**Data for processing**
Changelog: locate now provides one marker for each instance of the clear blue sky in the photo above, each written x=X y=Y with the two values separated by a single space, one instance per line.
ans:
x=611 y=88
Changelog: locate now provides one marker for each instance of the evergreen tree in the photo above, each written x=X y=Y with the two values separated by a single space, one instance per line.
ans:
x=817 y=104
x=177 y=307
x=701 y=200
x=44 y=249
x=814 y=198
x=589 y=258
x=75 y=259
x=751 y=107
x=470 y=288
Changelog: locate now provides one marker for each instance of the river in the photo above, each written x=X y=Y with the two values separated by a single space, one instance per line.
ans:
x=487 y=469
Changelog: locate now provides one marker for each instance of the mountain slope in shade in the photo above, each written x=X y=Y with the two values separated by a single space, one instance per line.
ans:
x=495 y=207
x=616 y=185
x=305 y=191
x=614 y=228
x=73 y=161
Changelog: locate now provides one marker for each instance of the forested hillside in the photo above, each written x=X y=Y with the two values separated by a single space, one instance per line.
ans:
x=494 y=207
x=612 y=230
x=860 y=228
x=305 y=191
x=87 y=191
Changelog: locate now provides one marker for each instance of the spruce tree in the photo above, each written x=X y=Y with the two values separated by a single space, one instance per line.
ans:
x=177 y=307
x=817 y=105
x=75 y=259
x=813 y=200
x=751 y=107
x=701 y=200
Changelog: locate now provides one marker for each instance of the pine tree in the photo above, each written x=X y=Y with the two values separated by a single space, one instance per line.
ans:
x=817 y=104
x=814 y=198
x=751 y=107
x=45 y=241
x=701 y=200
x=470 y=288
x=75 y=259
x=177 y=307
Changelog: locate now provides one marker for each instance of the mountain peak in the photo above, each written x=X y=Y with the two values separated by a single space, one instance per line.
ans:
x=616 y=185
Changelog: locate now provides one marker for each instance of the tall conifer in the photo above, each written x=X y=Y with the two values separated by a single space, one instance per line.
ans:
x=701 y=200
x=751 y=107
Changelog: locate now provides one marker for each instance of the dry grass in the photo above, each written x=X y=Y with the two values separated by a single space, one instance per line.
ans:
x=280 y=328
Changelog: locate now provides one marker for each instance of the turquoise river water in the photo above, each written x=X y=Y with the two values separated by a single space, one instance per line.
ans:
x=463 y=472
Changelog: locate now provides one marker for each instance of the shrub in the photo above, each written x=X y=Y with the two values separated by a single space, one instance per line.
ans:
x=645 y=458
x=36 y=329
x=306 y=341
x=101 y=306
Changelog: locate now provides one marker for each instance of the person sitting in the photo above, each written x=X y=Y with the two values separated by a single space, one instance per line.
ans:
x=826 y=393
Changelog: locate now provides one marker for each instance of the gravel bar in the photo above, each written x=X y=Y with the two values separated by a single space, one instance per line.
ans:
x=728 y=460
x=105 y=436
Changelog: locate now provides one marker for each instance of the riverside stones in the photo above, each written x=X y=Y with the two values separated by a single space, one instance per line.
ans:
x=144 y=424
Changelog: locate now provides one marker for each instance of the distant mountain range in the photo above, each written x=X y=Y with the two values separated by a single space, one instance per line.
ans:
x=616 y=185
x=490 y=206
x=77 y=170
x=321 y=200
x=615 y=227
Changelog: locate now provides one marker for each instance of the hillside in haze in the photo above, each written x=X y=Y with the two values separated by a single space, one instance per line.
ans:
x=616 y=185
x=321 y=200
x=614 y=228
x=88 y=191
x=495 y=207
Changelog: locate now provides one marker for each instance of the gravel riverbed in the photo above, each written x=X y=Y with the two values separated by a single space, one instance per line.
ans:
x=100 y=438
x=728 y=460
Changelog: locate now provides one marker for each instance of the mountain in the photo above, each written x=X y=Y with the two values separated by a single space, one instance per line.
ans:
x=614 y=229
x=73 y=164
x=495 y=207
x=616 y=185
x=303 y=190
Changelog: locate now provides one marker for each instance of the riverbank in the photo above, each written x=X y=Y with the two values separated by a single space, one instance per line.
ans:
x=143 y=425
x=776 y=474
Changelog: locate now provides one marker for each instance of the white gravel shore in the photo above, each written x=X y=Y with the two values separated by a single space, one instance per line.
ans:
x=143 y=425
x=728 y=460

...

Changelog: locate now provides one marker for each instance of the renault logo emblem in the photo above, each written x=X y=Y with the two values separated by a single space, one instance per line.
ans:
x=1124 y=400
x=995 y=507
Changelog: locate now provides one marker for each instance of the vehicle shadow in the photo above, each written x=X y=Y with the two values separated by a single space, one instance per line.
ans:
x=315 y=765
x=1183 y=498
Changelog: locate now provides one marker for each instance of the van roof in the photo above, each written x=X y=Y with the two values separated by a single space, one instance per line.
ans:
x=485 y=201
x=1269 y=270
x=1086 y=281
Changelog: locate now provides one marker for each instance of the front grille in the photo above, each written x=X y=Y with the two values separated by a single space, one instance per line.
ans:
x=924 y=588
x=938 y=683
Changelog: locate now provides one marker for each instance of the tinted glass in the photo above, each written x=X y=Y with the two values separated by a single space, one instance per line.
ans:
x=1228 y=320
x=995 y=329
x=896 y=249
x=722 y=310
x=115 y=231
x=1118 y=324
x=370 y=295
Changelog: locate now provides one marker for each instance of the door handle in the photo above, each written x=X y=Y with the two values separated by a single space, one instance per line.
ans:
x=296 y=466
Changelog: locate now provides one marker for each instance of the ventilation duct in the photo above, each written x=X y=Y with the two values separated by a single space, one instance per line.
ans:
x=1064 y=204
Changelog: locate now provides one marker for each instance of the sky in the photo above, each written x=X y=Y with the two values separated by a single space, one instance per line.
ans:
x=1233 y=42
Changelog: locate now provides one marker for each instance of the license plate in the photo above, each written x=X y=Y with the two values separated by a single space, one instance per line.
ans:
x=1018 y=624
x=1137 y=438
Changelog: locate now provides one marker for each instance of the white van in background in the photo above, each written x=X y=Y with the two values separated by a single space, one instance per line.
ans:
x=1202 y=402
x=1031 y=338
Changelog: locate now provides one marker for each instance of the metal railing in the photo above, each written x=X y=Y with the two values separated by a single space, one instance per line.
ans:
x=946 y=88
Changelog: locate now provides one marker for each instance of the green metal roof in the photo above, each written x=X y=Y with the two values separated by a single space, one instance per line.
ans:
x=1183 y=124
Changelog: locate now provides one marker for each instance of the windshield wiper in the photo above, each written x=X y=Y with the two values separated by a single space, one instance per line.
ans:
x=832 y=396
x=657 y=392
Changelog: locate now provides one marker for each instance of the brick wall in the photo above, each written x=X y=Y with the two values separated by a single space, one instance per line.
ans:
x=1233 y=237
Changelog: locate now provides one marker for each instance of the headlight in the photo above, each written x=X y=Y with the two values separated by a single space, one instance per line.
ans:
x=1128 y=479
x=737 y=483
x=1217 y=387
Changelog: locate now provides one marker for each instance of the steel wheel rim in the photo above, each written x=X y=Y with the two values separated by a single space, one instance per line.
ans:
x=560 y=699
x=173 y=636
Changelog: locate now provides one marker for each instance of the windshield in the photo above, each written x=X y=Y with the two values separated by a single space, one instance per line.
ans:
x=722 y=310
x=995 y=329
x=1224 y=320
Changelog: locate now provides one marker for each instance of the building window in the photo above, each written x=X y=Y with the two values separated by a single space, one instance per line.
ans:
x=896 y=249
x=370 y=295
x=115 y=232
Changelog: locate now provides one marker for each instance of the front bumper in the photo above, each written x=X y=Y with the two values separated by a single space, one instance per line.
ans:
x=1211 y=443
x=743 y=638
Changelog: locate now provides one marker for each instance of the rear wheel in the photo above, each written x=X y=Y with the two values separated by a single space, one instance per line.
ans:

**Your task**
Identify each line in the records above that contains the word "mountain", and copy it out in full.

**Result of this task**
Changelog: locate now provides one marker for each instance of the mountain slope in shade in the photo above, each written x=X y=Y with the two values separated by a single space, one instance per line.
Changelog: locate now provides one marker for each instance of the mountain peak in the photo above, each written x=X y=Y with the two values separated by a single space, one instance per line.
Changelog: locate now provides one marker for each instance of the distant mountain range in the photo above, each written x=X y=Y with the two values separated by a single space, one instance per line.
Changelog: locate now provides one marker for each instance of the mountain in the photo above, each written x=X y=Y with the two values separated by a single space, one instance per line.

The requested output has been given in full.